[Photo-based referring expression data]
▼
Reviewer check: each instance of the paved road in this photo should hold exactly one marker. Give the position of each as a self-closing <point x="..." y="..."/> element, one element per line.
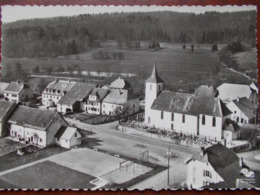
<point x="108" y="138"/>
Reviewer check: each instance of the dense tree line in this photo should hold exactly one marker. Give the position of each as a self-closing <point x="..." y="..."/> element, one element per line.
<point x="72" y="35"/>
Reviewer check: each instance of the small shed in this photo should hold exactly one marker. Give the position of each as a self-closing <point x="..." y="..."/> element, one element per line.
<point x="68" y="137"/>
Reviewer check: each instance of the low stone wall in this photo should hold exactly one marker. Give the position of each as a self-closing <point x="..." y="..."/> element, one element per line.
<point x="187" y="143"/>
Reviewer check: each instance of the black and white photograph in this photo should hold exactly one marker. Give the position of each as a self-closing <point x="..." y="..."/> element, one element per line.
▲
• [WORK TO BE COMPLETED]
Write out all of the data above exactly, pictures excluded.

• [REPLY TO THE EXERCISE]
Reviewer check: each instance of the paved road in this photo should hold exactly one marker. Give the position of each as a self-closing <point x="..." y="..."/> element, one element per line.
<point x="108" y="138"/>
Reviewer check: each instance of the dense tree line in this photo should hold exactly one marker. Give the position of each as a self-closing <point x="..." y="..."/> element, one element per line.
<point x="72" y="35"/>
Reviewer check: each instance of the small shed in this photo should hold exactly one marker. Give the position of each as a self-closing <point x="..." y="..."/> element, one element per line.
<point x="68" y="137"/>
Reviewer check: each instance of the low stone wall in this photo should hold exactly one marker. Give the position of each as a self-closing <point x="..." y="..."/> element, one element per line.
<point x="187" y="143"/>
Reviewer check: each instance of the black and white photograph in this photo should hold exactly one marker. Give the position of each as a self-closing <point x="..." y="..."/> element, one element per line.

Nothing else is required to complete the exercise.